**Requirement A**
For the passage below on Nizamabad black pottery, decide whether each statement agrees with it. Answer yes or no for each, and quote the words from the passage that settle it. (i) The pottery was registered for a Geographical Indication tag in December 2015. (ii) The grooved patterns are cut with metal tools. (iii) The black surface comes from smoke firing with rice husks in enclosed kilns.
**Requirement B**
Carry on the passage about Nizamabad black pottery, picking up after its final sentence.

The black pottery of Nizamabad in Azamgarh district of Uttar Pradesh, India is unique type of clay pottery known for its dark shiny body with engraved silver patterns. It was registered for Geographical Indication tag in December 2015.

==Pottery==
The pottery are made with locally available fine textured clay. The clay moulds are prepared in different shapes and are baked in kiln. Later these clay wares are washed with powdered vegetable matter and are rubbed with mustard oil. They are decorated with floral and geometric patterned grooves using sharp twigs. They are smoke fired with rice husks in enclosed kilns which gives its unique shiny black surface. They are again rubbed with oil and baked in kiln. The grooves on clay wares are then filled with silvery powder of Zinc and Mercury, washed with water and polished again. Lead or Tin Amalgams are also used. The silver powder gives shiny hue against black background of pottery.

The variety of household and decorative items are made including vases, plates, pots, lamps, tea-pots, bowls, vessels, incense stick holders and statues of Hindu religious figures. Surahi, a long-necked water pot, is a popular item.

Source data:
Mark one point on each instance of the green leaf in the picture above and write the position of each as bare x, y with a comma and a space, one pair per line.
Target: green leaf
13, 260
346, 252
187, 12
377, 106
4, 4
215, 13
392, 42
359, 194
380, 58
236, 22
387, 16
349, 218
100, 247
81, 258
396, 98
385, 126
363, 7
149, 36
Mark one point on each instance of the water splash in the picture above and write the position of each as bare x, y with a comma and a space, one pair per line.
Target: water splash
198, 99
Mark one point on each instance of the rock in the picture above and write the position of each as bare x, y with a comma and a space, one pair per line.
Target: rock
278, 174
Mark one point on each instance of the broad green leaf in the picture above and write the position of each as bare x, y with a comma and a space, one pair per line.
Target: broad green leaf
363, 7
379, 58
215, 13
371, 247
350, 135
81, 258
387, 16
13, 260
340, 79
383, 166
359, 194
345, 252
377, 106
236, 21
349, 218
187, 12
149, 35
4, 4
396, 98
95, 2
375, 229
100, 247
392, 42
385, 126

**Response area A**
(i) Yes: "It was registered for Geographical Indication tag in December 2015."
(ii) No: "They are decorated with floral and geometric patterned grooves using sharp twigs."
(iii) Yes: "They are smoke fired with rice husks in enclosed kilns which gives its unique shiny black surface."

**Response area B**
==History==
The black pottery is studied by historians due to its resemble with the Northern Black Polished Ware pottery of urban Iron Age culture of Indian subcontinent. The silver patterns are inspired from medieval Bidriware of Hyderabad which decorates pots using silver wires. Powdered mix of lead, mercury and zinc in equal proportion is filled into the carved design a technique which was introduced from Gujarat during the Mughal rule of Aurangzeb. Around 200 families are involved in the craft in Nizamabad and majority of their works are exported. Still their condition remains abysmal. The black clay pottery was applied for Geographical Indication tag in October 2013 with support of NABARD of Lucknow and Human Welfare Association of Varanasi. It was registered for GI tag in December 2015 which gives the right to name the product to specific geographic region of origin only.